Natural language region descriptions:

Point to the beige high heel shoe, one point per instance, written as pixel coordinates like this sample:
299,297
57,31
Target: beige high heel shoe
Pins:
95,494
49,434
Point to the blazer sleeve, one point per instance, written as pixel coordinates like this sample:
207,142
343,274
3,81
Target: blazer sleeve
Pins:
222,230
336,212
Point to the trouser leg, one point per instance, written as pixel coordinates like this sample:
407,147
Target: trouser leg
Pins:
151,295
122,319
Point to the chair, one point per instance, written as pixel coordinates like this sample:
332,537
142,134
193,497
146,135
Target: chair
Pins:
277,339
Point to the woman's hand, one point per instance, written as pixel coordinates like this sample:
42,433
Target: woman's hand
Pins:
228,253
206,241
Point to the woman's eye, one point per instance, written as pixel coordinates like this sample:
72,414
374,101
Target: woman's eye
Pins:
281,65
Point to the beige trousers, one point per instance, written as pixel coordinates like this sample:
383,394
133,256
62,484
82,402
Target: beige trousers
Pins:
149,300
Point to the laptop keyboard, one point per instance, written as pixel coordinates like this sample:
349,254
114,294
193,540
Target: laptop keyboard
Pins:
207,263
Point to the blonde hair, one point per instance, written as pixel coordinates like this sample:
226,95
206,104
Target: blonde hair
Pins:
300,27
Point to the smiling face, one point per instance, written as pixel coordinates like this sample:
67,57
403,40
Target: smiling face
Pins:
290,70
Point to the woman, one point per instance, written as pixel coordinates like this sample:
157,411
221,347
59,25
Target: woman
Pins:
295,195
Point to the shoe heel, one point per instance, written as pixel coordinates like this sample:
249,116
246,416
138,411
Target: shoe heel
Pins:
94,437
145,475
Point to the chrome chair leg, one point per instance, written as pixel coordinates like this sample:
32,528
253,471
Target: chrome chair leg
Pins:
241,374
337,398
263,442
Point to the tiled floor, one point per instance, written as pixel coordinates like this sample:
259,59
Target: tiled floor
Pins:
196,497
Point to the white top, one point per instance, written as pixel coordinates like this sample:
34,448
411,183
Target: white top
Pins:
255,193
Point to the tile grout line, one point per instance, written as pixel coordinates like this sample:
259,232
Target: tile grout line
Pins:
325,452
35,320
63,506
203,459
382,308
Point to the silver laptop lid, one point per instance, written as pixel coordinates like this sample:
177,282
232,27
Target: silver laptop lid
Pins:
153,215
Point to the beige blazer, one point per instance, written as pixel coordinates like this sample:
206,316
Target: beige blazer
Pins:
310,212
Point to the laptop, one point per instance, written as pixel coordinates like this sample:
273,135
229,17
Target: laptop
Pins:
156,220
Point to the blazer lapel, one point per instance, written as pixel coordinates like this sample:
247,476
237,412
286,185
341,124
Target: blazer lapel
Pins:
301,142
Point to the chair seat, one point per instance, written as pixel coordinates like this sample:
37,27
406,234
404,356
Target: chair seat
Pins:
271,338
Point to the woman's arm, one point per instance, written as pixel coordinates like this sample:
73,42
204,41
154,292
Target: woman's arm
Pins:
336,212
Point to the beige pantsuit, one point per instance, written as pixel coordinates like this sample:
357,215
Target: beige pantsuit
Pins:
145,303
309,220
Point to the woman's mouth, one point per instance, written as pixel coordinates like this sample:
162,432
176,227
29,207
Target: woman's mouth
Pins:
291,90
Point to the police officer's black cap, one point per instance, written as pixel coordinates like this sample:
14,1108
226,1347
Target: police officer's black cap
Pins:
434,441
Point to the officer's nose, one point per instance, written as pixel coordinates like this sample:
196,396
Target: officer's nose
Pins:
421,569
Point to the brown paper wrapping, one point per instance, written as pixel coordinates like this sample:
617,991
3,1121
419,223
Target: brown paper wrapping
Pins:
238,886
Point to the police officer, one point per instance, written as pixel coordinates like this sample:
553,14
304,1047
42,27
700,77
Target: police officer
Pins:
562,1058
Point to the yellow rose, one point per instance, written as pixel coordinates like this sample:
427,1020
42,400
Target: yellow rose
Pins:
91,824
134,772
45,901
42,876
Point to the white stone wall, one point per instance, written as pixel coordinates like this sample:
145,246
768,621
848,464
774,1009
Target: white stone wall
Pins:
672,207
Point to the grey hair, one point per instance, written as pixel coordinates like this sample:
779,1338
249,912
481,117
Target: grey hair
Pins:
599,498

* **Your goal**: Report, with no additional words, how many lines in the records above contain the word "blazer".

* **Task solution**: 6